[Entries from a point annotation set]
------------------------------------------------------------------------
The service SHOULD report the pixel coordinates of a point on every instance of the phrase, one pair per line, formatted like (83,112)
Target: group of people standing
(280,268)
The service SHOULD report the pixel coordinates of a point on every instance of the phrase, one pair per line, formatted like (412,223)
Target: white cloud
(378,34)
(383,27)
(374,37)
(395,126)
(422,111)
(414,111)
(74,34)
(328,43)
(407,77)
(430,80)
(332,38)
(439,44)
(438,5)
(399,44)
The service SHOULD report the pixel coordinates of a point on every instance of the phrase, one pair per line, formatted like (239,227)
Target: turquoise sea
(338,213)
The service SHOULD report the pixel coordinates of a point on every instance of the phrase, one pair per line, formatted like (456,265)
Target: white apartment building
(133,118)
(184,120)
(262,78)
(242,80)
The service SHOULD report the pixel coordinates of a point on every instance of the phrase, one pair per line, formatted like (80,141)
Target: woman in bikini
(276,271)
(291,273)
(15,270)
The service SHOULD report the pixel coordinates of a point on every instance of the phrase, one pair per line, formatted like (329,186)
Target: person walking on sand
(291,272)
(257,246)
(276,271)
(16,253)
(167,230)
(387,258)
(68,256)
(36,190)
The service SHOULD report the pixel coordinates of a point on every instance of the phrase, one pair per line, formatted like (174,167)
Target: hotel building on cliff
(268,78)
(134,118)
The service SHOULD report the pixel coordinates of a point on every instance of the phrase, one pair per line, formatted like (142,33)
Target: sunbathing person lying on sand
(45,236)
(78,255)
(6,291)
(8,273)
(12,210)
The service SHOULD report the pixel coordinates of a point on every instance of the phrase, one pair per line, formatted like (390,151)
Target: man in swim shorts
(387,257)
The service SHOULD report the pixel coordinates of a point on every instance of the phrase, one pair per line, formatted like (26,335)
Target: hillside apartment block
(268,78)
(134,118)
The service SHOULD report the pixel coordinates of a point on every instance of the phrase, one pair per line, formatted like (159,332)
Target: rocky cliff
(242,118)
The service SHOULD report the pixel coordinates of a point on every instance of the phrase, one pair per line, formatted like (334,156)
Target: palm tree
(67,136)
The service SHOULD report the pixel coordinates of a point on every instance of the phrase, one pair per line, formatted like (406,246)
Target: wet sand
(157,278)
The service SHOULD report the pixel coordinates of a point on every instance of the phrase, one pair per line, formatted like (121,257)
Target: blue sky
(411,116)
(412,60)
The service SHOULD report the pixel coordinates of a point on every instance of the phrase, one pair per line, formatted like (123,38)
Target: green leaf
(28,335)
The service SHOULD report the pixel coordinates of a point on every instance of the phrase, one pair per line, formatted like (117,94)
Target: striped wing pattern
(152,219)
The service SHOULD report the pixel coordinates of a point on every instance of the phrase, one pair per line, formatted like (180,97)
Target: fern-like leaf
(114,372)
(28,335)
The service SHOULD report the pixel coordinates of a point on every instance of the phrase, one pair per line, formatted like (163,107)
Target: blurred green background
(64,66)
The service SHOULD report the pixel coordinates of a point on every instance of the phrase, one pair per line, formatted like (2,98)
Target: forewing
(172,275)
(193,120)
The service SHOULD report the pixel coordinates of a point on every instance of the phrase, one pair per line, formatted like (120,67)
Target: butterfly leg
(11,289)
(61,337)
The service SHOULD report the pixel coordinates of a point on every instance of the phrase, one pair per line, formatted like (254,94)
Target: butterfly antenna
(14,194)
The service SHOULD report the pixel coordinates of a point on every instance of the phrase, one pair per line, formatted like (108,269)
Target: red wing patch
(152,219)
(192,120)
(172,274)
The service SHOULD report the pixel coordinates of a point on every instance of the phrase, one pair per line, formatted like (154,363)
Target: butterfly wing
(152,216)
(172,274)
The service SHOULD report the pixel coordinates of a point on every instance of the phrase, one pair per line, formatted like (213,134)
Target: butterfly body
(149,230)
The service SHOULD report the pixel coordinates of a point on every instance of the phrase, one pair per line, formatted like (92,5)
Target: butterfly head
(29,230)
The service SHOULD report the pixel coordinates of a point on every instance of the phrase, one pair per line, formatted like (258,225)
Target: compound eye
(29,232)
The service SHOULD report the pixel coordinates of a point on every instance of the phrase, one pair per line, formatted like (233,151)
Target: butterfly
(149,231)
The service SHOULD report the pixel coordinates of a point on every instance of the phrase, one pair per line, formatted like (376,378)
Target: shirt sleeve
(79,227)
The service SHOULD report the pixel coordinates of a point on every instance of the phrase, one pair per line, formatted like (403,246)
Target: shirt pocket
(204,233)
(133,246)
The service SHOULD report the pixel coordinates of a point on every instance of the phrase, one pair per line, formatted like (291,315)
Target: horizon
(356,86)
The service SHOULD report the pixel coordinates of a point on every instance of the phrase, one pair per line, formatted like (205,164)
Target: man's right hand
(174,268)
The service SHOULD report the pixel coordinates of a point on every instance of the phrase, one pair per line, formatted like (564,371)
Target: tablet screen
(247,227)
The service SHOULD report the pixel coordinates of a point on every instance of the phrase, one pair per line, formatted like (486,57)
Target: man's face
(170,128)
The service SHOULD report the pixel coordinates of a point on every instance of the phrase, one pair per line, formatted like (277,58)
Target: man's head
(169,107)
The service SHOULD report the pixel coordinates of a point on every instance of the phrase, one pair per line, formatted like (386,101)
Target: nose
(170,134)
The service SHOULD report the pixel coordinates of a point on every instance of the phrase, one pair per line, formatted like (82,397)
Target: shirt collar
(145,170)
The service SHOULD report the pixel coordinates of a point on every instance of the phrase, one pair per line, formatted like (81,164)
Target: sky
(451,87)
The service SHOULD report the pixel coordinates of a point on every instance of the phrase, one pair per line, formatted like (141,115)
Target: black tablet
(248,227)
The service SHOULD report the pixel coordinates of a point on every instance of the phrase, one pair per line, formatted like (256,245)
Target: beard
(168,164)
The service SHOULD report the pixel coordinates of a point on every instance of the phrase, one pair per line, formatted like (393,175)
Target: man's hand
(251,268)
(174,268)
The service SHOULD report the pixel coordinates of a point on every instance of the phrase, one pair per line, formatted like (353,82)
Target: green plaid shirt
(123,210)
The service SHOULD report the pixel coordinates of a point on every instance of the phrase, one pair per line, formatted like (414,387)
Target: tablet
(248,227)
------------------------------------------------------------------------
Write out all of these records again, line for line, with no changes.

The service SHOULD report the pixel coordinates of a point on every instance of the phrase, one pair per line, formatted like (83,112)
Target: group of people standing
(280,268)
The service SHOULD report the pixel coordinates of a point on every instance of the phrase, one pair per line, formatted like (412,223)
Target: white cloud
(378,34)
(383,27)
(374,37)
(395,126)
(422,111)
(414,111)
(74,34)
(328,43)
(407,77)
(430,80)
(332,38)
(439,44)
(438,5)
(399,44)
The service SHOULD report the pixel coordinates of a point on every instance of the phrase, one pair per line, formatted like (239,227)
Target: turquoise sea
(338,213)
The service SHOULD report the pixel coordinates of a point on every instance of the phrase, one pair per line, formatted like (456,265)
Target: white apartment building
(133,118)
(184,120)
(262,78)
(242,80)
The service SHOULD report the pixel coordinates of a point on every instance of the phrase, one pair per line, formatted like (80,141)
Target: woman in bikini
(276,271)
(291,273)
(15,270)
The service SHOULD report the pixel coordinates of a point on every instance of the phrase, one pair per line, formatted like (329,186)
Target: person walking on sand
(291,272)
(257,246)
(276,271)
(16,253)
(167,230)
(387,258)
(68,256)
(36,190)
The service SHOULD report the pixel coordinates of a point on every instance of the phrase, one pair per line, formatted like (174,167)
Target: hotel building on cliff
(268,78)
(134,118)
The service SHOULD report the pixel coordinates of a point on every instance of the phrase, one pair per line, formatted like (142,33)
Target: sunbathing person lying on sand
(45,236)
(78,255)
(6,291)
(8,273)
(12,210)
The service SHOULD report the pixel coordinates of a point on every instance of the phrase, one pair per line, formatted like (390,151)
Target: man in swim shorts
(387,257)
The service SHOULD report the pixel coordinates of a point on every instance of the phrase, one pair per line, formatted like (26,335)
Target: hillside apartment block
(268,78)
(134,118)
The service SHOULD report the pixel coordinates of a point on every instance of the phrase, one pair per line, formatted like (159,332)
Target: rocky cliff
(242,118)
The service SHOULD report the pixel coordinates of a point on every instance of the phrase, one pair per line, formatted like (334,156)
Target: palm tree
(67,136)
The service SHOULD report the pixel coordinates of a point on every instance of the phrase, one pair per line, formatted like (406,246)
Target: wet sand
(157,278)
The service SHOULD report the pixel coordinates of a point on every instance of the phrase, one pair per line, formatted like (121,257)
Target: blue sky
(411,116)
(412,60)
The service SHOULD report the pixel coordinates of a point on every instance of the phrase, one pair per line, formatted like (123,38)
Target: green leaf
(28,335)
The service SHOULD report the pixel coordinates of a point on every instance of the phrase, one pair per line, formatted like (117,94)
Target: striped wing pattern
(152,219)
The service SHOULD report the pixel coordinates of a point on every instance of the phrase, one pair per line, formatted like (180,97)
Target: fern-like leaf
(114,372)
(28,335)
The service SHOULD report the pixel coordinates of a point on every instance of the phrase, one pair per line, formatted like (163,107)
Target: blurred green background
(64,66)
The service SHOULD report the pixel coordinates of a point on every instance of the phrase, one pair per line, formatted like (2,98)
Target: forewing
(172,275)
(193,120)
The service SHOULD report the pixel coordinates of a point on every instance of the phrase, one pair per line, formatted like (120,67)
Target: butterfly leg
(11,289)
(61,337)
The service SHOULD report the pixel coordinates of a point on every instance of the phrase, one pair per line, formatted like (254,94)
Target: butterfly antenna
(14,194)
The service SHOULD report the pixel coordinates of a point on every instance of the phrase, one pair per line, formatted like (108,269)
Target: red wing patch
(152,219)
(192,120)
(172,274)
The service SHOULD report the pixel coordinates of a point on every instance of the phrase, one pair per line, formatted like (154,363)
Target: butterfly wing
(152,216)
(172,274)
The service SHOULD report the pixel coordinates of a point on every instance of the phrase, one pair per line, formatted like (213,134)
Target: butterfly body
(149,230)
The service SHOULD report the pixel coordinates of a point on every instance of the phrase, one pair per line, formatted like (92,5)
Target: butterfly head
(29,230)
The service SHOULD report the pixel coordinates of a point on every instance of the phrase, one pair per line, formatted like (258,225)
Target: compound eye
(29,232)
The service SHOULD report the pixel coordinates of a point on every instance of the phrase, one pair per line, formatted like (233,151)
Target: butterfly
(149,231)
The service SHOULD report the pixel coordinates of a point on every instance of the phrase, one pair per line, formatted like (376,378)
Target: shirt sleeve
(79,227)
The service SHOULD report the pixel coordinates of a point on every instance of the phrase, one pair per line, formatted like (403,246)
Target: shirt pocket
(204,233)
(133,246)
The service SHOULD report the pixel coordinates of a point on every instance of the phrase, one pair per line, formatted like (291,315)
Target: horizon
(356,86)
The service SHOULD report the pixel coordinates of a point on every instance of the phrase, one pair per line, formatted like (205,164)
Target: man's right hand
(174,268)
The service SHOULD report the pixel coordinates of a point on every instance of the phrase, one pair per line, formatted like (564,371)
Target: tablet screen
(247,227)
The service SHOULD report the pixel coordinates of a point on every instance of the phrase, one pair per line, formatted like (486,57)
Target: man's face
(170,128)
The service SHOULD report the pixel coordinates of a point on every instance of the phrase, one pair per line, formatted like (277,58)
Target: man's head
(169,107)
The service SHOULD report the pixel coordinates of a point on every instance of the phrase, one pair per line, formatted like (386,101)
Target: nose
(170,134)
The service SHOULD report the pixel coordinates of a point on every instance of the phrase, one pair per line, formatted like (82,397)
Target: shirt collar
(145,170)
The service SHOULD report the pixel coordinates of a point on every instance of the phrase, one pair per line, formatted like (81,164)
Target: sky
(451,87)
The service SHOULD report the pixel coordinates of a point on every instance of the phrase, one pair per line, formatted like (141,115)
Target: black tablet
(248,227)
The service SHOULD report the pixel coordinates of a point on every instance of the phrase, one pair per line, formatted like (256,245)
Target: beard
(168,164)
The service SHOULD report the pixel coordinates of a point on every instance of the phrase, one pair per line, formatted like (393,175)
Target: man's hand
(251,268)
(174,268)
The service SHOULD report the pixel coordinates of a point on every instance of the phrase, one pair per line, formatted like (353,82)
Target: green plaid shirt
(123,210)
The service SHOULD report the pixel coordinates of a point on every instance of the phrase, one pair per line, formatted like (414,387)
Target: tablet
(248,227)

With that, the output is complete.